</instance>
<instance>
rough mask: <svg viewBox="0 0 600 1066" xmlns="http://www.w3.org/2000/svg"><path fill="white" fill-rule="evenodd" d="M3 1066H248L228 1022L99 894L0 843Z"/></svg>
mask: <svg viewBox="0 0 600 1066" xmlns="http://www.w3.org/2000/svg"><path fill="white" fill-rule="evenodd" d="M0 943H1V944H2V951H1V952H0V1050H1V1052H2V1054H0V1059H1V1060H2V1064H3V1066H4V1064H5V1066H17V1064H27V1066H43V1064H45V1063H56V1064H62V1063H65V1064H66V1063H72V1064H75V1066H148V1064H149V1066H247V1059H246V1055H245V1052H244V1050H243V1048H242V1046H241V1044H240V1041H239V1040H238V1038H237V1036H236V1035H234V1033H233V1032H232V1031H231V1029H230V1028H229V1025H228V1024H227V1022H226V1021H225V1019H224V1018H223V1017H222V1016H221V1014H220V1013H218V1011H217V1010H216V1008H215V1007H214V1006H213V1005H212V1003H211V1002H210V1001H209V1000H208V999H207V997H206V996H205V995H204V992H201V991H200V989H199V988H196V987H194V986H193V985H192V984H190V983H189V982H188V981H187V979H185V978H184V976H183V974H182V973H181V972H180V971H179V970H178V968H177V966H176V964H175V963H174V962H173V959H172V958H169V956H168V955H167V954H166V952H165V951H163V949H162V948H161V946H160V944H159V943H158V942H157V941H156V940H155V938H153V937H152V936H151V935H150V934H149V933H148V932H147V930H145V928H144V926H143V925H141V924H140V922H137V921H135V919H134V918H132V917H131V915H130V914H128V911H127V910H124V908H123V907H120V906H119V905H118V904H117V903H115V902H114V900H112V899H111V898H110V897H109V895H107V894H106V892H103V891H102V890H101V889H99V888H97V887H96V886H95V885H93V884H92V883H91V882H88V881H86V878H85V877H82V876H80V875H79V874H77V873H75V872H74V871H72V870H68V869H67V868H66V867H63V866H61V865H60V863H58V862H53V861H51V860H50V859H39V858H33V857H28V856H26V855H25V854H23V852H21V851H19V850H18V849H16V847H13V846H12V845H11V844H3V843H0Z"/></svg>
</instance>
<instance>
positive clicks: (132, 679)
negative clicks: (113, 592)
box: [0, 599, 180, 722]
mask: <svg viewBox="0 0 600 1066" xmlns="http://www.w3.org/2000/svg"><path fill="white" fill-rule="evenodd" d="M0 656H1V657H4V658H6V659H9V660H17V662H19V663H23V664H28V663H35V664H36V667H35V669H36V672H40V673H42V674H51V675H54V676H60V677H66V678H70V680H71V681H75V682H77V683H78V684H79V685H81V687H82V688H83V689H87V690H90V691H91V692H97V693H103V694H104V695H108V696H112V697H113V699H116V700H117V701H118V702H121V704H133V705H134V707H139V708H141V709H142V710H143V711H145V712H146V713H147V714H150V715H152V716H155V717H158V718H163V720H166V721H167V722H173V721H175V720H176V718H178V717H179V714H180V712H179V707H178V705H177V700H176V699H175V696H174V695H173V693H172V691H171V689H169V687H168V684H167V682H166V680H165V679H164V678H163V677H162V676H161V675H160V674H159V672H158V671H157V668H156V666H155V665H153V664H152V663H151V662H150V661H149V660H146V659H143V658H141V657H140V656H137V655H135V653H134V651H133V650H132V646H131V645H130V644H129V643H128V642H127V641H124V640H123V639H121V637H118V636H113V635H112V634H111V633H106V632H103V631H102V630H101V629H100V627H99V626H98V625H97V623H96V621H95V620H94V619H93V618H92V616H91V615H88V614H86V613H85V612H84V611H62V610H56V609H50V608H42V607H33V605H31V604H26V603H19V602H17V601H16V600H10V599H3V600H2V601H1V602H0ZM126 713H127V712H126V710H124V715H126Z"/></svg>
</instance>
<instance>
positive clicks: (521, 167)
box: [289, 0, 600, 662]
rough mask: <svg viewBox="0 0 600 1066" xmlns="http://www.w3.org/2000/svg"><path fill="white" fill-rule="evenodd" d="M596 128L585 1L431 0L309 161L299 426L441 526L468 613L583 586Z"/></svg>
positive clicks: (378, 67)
——————————
Only lines that contain the string "clicks" count; pick each one out of the records and copy it.

positive clicks: (132, 679)
negative clicks: (113, 592)
positive clicks: (521, 167)
positive clicks: (378, 67)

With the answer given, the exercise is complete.